Request —
Identify every line in the items below that contains the word "wood", and copy each such line out in full. Treat case as significant.
** START Rows **
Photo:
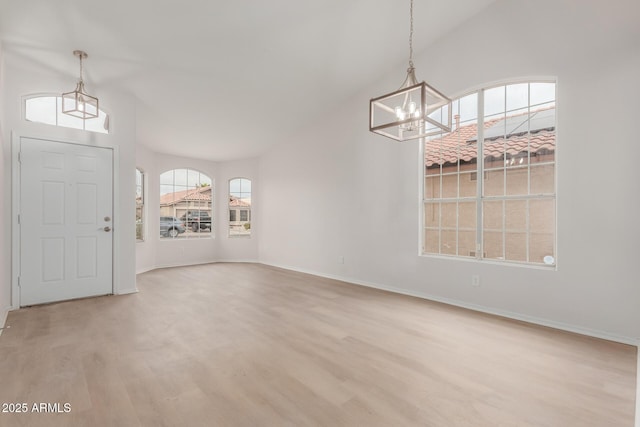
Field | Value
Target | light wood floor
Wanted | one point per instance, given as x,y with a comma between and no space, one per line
250,345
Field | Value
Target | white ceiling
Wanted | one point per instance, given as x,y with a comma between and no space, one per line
224,80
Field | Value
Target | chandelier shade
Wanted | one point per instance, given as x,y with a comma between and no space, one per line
416,110
79,103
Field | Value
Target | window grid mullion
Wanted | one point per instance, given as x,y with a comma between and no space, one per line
480,181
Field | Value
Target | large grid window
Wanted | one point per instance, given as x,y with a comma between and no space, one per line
140,222
47,109
186,204
239,207
502,207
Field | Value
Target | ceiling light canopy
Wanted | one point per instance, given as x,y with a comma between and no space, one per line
416,110
79,103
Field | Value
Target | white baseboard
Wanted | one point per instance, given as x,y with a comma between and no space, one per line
240,260
503,313
127,291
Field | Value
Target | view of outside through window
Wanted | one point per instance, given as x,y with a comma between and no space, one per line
48,110
502,208
240,207
186,204
139,205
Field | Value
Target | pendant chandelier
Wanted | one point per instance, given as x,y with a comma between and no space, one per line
416,110
79,103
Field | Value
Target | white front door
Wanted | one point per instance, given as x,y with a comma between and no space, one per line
66,211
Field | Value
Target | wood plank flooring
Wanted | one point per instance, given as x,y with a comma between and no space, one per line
251,345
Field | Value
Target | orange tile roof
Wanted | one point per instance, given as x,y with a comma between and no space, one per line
235,202
462,144
196,194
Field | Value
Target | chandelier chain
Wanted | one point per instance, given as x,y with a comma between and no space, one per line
81,79
411,35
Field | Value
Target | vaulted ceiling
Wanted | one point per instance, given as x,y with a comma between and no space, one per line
225,79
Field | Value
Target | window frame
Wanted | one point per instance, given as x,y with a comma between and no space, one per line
239,210
479,254
141,205
188,233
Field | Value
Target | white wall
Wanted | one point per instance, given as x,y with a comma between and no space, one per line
326,195
5,210
23,77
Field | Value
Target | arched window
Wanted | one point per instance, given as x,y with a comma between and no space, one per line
186,204
239,207
140,201
47,109
503,207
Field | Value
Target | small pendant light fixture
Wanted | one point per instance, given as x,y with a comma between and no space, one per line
79,103
416,110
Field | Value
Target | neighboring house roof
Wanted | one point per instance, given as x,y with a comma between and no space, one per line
462,142
196,194
235,202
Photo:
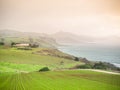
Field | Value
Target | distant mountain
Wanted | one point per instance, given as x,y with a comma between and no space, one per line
67,37
26,37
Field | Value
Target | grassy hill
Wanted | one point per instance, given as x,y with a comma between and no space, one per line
60,80
9,36
12,60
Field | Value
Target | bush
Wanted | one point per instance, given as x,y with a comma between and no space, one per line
44,69
1,43
86,66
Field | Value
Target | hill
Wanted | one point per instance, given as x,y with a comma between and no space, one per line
67,37
9,36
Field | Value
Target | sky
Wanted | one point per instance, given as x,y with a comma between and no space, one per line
98,18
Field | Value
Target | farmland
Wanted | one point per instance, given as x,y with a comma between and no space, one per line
19,71
59,80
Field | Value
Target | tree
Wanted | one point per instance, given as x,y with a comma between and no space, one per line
13,43
31,40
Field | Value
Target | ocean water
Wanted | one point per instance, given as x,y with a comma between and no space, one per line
94,53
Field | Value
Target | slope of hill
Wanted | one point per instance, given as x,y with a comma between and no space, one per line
67,37
9,36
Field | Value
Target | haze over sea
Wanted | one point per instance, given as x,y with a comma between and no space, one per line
94,53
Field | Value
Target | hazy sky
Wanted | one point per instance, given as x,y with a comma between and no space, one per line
88,17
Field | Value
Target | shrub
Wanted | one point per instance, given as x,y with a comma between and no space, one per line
44,69
86,66
1,43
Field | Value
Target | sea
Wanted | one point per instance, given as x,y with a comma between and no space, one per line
109,54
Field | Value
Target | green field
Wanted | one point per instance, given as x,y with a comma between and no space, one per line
19,71
59,80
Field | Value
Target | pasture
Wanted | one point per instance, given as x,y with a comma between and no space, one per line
60,80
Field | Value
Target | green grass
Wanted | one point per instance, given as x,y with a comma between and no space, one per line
60,80
13,60
18,72
26,57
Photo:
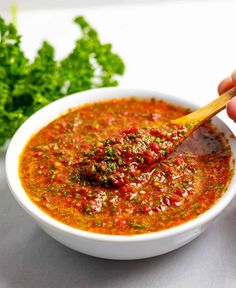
** END Rows **
Output of the task —
Target | light wood floor
Target | wood plank flooring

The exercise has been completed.